— begin RECORDS FOR THIS TASK —

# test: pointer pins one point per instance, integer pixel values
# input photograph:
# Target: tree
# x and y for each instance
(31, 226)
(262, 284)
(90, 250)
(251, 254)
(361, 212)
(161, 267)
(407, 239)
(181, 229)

— end RECORDS FOR THIS TASK —

EXERCISE AIM = Please express the items above as a two-column CSV headed item_text and answer, with one row per item. Put each item's text and its answer in one quoted field apiece, turning line breaks into spaces.

ANSWER TO THIS TASK =
item_text,answer
"# test: pointer pins one point per instance, integer pixel values # input photograph: # Target: tree # x and y for each instance","(31, 226) (262, 284) (90, 250) (251, 254) (361, 212) (161, 267) (407, 239) (181, 229)"